#### [WRITTEN REQUEST]
Output everything in the email reply about browser market share from "David Schwartz davids" down to "motivations.", with each word and mark copied unchanged.

#### [SELECTED EXTRACT]
....................

Suggestions please for what POP or IMAP servers to use

David Schwartz davids at webmaster.com
Mon Dec 17 23:18:09 PST 2007


> Do you really not understand it?  I'll try one more time.  Anyone
> who writes a browser that grabs major market share has a guarenteed
> stream of cash from the root certificate authorities.  Netscape
> figured this out first, then when MS caught on, they pushed them out
> of business to grab that revenue stream.

Do you have any evidence to suggest that this revenue stream motivated MS's
browser push? I've cited quite a bit of evidence that supports other
motivations.

> > More likely, Microsoft was afraid that a portable browser could
> > become the
> > platform of the future, making the operating system on longer
> > particularly
> > important. If that was going to happen, they had better be the
> > market leader
> > in the browser business.

> Rubbish.  We have had portable browsers, we have a portable
> language (Java)
> and nothing has come of that "platform of the future" hogwash.

....................

Labeled-object pointing entries
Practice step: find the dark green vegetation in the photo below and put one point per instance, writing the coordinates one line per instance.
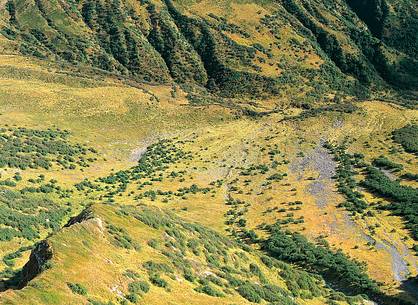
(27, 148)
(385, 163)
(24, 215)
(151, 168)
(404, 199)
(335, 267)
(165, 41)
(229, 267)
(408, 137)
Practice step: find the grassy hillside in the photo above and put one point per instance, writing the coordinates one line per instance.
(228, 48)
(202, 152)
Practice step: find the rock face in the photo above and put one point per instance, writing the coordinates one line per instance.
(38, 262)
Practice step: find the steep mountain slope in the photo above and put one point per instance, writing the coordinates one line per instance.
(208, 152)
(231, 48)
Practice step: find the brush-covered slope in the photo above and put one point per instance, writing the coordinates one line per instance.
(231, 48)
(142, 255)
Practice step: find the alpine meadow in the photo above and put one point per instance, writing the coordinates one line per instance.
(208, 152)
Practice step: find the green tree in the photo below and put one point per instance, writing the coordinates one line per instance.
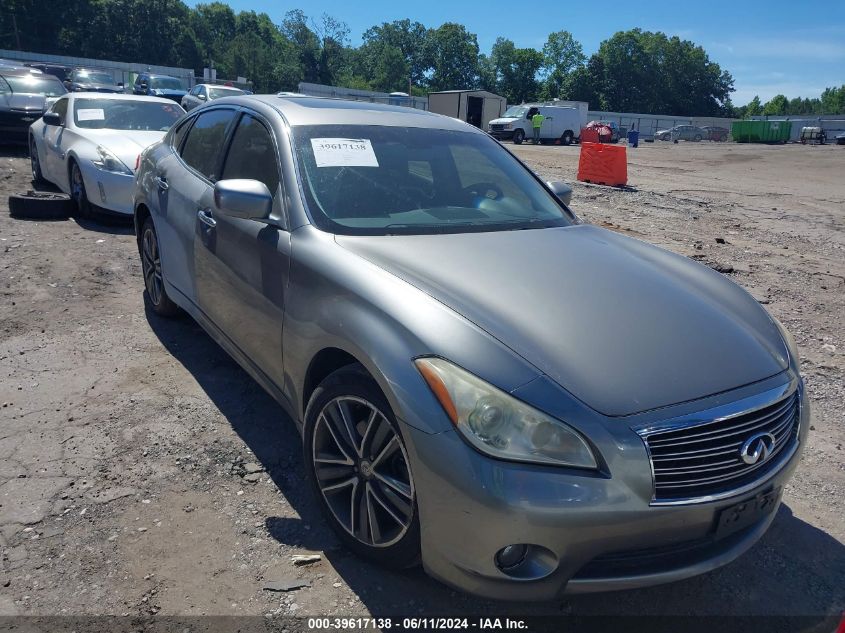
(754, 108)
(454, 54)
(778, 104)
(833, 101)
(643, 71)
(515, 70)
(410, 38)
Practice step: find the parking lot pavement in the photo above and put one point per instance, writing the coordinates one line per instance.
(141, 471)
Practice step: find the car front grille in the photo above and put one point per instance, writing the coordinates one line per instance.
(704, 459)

....................

#### [ANSWER TO THIS PROBLEM]
David Schwartz davids at webmaster.com
Mon Dec 17 23:18:09 PST 2007


> Do you really not understand it?  I'll try one more time.  Anyone
> who writes a browser that grabs major market share has a guarenteed
> stream of cash from the root certificate authorities.  Netscape
> figured this out first, then when MS caught on, they pushed them out
> of business to grab that revenue stream.

Do you have any evidence to suggest that this revenue stream motivated MS's
browser push? I've cited quite a bit of evidence that supports other
motivations.